----- DATA TO PROCESS

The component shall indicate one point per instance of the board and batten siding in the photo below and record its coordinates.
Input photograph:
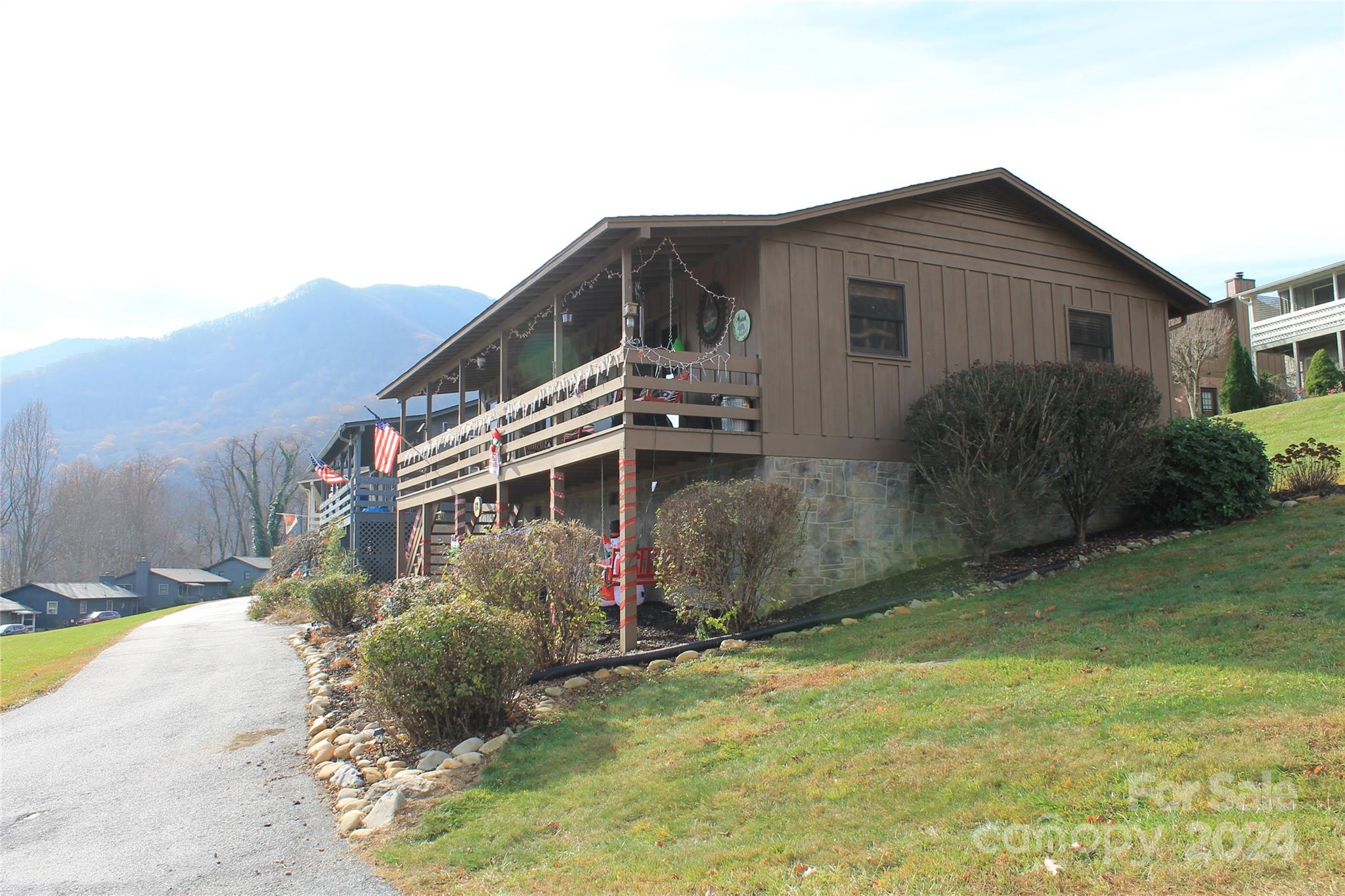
(981, 286)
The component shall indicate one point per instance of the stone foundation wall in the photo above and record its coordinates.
(864, 521)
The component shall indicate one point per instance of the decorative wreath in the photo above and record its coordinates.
(713, 316)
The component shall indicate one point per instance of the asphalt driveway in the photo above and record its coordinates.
(171, 765)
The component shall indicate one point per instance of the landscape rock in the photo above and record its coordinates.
(471, 744)
(322, 752)
(347, 775)
(432, 759)
(350, 821)
(385, 811)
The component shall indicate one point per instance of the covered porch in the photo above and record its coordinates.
(608, 370)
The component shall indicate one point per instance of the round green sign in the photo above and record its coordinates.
(741, 324)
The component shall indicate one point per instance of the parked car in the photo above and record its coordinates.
(102, 616)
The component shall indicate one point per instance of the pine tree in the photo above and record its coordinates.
(1323, 373)
(1242, 391)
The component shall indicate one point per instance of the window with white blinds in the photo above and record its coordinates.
(1090, 336)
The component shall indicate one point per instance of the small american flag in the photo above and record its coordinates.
(326, 473)
(386, 441)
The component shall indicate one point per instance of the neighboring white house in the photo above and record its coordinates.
(1297, 316)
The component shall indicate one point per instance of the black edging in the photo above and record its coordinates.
(755, 634)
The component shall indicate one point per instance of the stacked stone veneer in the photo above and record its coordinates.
(862, 519)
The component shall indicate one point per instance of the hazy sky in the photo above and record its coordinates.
(167, 164)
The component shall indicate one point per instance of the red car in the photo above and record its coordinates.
(102, 616)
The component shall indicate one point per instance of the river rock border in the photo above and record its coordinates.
(373, 789)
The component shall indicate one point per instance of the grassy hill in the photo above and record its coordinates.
(950, 748)
(1282, 425)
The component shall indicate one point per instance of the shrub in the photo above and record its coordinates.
(1215, 471)
(1274, 391)
(1305, 468)
(397, 597)
(726, 550)
(988, 441)
(447, 670)
(1242, 391)
(546, 571)
(1323, 375)
(1110, 446)
(337, 598)
(282, 601)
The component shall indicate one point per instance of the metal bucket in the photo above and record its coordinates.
(731, 425)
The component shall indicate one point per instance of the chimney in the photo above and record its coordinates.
(143, 578)
(1238, 284)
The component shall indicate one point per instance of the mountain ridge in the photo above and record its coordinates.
(294, 364)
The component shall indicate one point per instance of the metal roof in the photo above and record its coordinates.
(85, 590)
(611, 234)
(188, 576)
(1319, 273)
(261, 563)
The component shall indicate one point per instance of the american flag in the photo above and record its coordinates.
(386, 441)
(326, 473)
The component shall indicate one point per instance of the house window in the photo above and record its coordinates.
(1090, 336)
(877, 317)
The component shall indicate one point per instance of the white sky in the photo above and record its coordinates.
(167, 164)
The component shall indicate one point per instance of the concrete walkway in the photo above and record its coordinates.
(171, 765)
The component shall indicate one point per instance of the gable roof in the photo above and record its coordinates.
(608, 234)
(185, 576)
(79, 590)
(260, 563)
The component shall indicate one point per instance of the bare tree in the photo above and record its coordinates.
(27, 461)
(268, 479)
(1193, 345)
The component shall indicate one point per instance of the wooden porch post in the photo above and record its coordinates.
(557, 495)
(459, 516)
(626, 475)
(399, 515)
(427, 534)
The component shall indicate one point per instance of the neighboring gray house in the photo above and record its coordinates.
(165, 587)
(241, 571)
(15, 613)
(60, 603)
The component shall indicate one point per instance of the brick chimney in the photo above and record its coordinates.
(1238, 284)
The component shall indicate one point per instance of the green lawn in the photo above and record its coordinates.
(1282, 425)
(34, 662)
(933, 752)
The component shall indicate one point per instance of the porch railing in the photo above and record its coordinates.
(376, 494)
(1296, 326)
(626, 387)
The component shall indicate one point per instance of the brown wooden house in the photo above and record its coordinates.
(801, 337)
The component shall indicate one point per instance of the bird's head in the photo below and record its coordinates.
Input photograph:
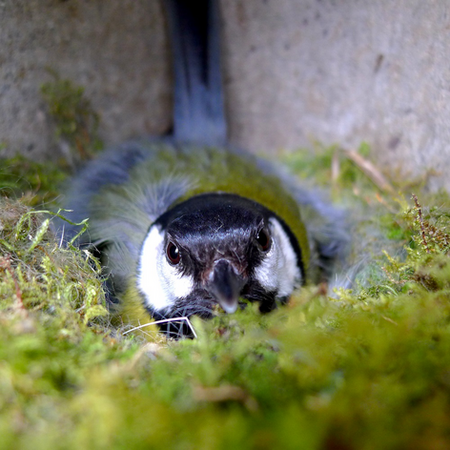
(214, 249)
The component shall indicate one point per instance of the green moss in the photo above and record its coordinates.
(38, 182)
(366, 369)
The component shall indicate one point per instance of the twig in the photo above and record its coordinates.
(158, 322)
(370, 170)
(422, 228)
(5, 262)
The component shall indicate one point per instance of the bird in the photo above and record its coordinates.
(187, 225)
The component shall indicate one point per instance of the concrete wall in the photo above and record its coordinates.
(296, 71)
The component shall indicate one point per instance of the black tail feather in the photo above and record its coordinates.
(199, 107)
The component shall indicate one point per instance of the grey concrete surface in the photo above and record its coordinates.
(295, 71)
(116, 49)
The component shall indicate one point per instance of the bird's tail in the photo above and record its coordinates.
(198, 103)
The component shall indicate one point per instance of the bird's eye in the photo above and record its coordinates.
(173, 254)
(263, 240)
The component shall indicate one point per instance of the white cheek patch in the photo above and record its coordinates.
(279, 269)
(160, 282)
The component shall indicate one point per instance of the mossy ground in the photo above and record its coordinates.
(368, 369)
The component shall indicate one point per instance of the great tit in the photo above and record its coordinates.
(185, 224)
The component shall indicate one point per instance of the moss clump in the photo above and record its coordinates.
(76, 121)
(36, 181)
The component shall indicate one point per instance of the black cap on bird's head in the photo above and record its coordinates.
(214, 249)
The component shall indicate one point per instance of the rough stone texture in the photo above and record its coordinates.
(116, 49)
(296, 71)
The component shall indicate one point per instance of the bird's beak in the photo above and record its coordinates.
(225, 284)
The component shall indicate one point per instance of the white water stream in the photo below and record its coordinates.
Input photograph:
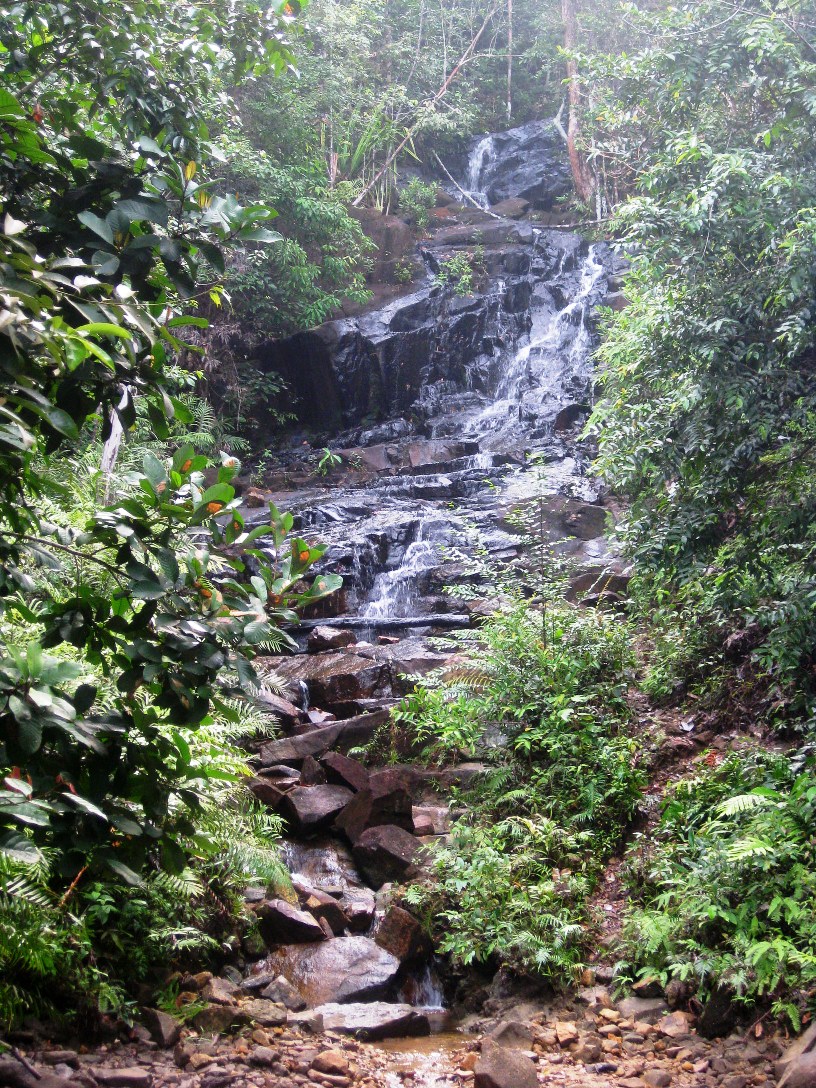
(480, 157)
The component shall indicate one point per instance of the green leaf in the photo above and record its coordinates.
(99, 226)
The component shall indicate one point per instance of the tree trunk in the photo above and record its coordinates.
(581, 173)
(509, 60)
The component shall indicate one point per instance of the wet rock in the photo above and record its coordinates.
(512, 1034)
(311, 773)
(220, 990)
(309, 808)
(511, 208)
(344, 969)
(403, 935)
(674, 1025)
(326, 909)
(334, 677)
(499, 1067)
(569, 416)
(804, 1045)
(344, 734)
(263, 1056)
(281, 924)
(374, 1020)
(718, 1015)
(281, 776)
(266, 1013)
(332, 1062)
(163, 1028)
(330, 638)
(528, 161)
(307, 1021)
(254, 984)
(267, 792)
(386, 800)
(801, 1072)
(657, 1078)
(566, 1033)
(342, 770)
(215, 1018)
(648, 1010)
(359, 909)
(284, 993)
(282, 708)
(124, 1077)
(386, 853)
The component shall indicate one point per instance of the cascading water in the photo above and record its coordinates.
(536, 375)
(394, 592)
(480, 156)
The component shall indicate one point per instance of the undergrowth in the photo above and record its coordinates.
(538, 693)
(722, 892)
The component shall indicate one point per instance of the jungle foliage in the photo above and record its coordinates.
(706, 424)
(540, 697)
(128, 616)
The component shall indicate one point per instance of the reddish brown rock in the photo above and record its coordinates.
(342, 770)
(330, 638)
(347, 733)
(386, 853)
(308, 808)
(386, 800)
(347, 968)
(499, 1067)
(403, 935)
(283, 924)
(311, 773)
(267, 792)
(325, 907)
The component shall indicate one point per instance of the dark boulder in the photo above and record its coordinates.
(281, 923)
(374, 1020)
(386, 853)
(330, 638)
(347, 968)
(718, 1015)
(342, 770)
(266, 792)
(529, 161)
(326, 907)
(311, 773)
(308, 808)
(503, 1067)
(386, 800)
(283, 992)
(403, 935)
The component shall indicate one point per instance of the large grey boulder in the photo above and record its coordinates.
(347, 968)
(281, 923)
(386, 854)
(529, 161)
(309, 808)
(386, 800)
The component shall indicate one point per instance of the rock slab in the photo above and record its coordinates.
(501, 1067)
(347, 968)
(374, 1020)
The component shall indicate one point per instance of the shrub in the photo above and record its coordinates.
(724, 892)
(416, 200)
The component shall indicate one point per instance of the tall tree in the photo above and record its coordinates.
(581, 174)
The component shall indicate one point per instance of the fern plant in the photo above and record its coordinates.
(725, 892)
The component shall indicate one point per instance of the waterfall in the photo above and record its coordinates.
(481, 156)
(540, 371)
(395, 591)
(423, 989)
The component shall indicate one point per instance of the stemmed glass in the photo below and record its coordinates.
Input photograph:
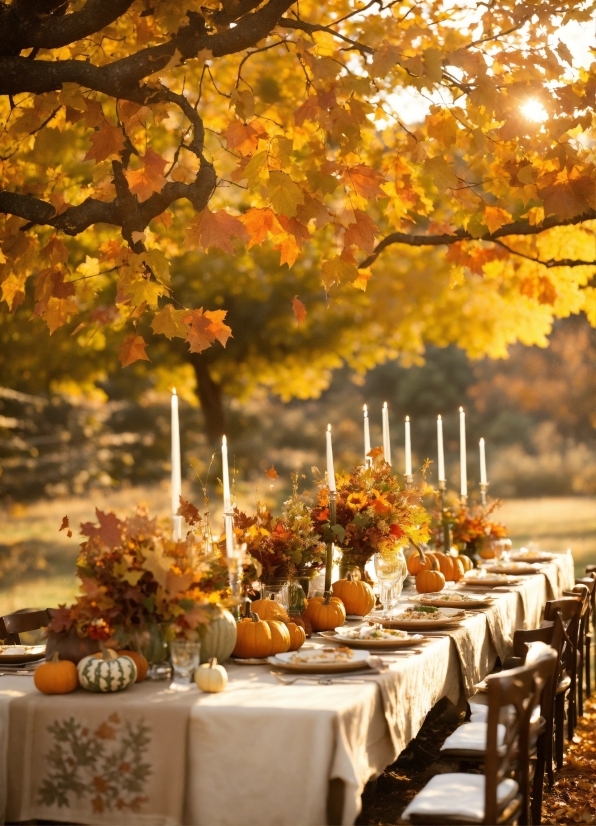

----------

## THE REQUEST
Please rewrite the material from the line with "of the waterfall" through the end of the material as a JSON list of strings, one string per line, with blank lines omitted. Leave the pictures out.

## RESULT OF THE EXERCISE
[
  "The component shall indicate one point per instance of the waterfall in the photo above and record its coordinates.",
  "(481, 156)",
  "(540, 371)",
  "(395, 591)",
  "(423, 989)",
  "The component shall indicate one point per instance of the stemmed glass in the photo below and record its coordinates.",
  "Input photograph:"
]